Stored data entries
^^^^^^^^

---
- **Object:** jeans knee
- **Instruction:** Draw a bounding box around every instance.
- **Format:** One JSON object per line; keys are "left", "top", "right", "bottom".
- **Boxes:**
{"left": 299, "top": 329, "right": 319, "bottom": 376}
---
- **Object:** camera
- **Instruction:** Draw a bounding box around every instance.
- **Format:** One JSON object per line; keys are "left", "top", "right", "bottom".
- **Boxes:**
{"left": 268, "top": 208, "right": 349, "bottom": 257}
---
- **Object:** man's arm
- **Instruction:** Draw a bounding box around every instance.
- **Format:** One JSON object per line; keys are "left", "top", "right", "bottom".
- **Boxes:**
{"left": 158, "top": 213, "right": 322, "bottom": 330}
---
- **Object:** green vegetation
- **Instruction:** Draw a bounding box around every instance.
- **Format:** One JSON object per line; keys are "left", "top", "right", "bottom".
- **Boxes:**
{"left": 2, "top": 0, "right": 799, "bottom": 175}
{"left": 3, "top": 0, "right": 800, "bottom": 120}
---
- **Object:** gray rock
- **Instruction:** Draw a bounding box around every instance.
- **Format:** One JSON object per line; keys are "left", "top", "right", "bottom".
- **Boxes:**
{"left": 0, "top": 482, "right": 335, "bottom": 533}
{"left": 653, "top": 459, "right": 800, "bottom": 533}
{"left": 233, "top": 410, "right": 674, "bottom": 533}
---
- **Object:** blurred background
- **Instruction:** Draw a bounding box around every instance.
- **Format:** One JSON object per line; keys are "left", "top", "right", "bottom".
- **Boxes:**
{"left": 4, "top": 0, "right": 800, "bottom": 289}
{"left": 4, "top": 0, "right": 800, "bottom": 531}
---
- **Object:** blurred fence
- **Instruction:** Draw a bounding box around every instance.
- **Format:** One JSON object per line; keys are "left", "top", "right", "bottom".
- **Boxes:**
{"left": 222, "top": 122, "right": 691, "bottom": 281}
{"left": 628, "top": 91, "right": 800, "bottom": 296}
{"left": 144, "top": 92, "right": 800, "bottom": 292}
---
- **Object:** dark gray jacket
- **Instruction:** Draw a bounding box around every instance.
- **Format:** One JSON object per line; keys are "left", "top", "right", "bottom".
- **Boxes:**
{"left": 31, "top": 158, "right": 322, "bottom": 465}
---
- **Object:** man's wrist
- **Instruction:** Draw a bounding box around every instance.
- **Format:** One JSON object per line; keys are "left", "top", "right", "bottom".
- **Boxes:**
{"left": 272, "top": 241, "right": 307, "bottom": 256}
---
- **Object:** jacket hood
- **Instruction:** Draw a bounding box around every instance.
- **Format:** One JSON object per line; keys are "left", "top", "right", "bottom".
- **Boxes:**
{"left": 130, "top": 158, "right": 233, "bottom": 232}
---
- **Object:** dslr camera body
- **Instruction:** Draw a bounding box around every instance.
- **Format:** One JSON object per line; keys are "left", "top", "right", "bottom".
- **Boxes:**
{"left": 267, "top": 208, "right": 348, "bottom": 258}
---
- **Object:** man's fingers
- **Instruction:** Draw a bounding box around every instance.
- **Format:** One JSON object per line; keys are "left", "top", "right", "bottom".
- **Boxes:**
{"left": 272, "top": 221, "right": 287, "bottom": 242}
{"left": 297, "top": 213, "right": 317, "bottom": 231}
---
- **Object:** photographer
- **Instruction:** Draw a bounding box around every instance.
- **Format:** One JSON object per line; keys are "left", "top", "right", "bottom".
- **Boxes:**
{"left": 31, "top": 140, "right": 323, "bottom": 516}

^^^^^^^^

- What the task asks
Find, please, how many lines in the data include the word "blurred", and put down that number only.

- Exercise answer
2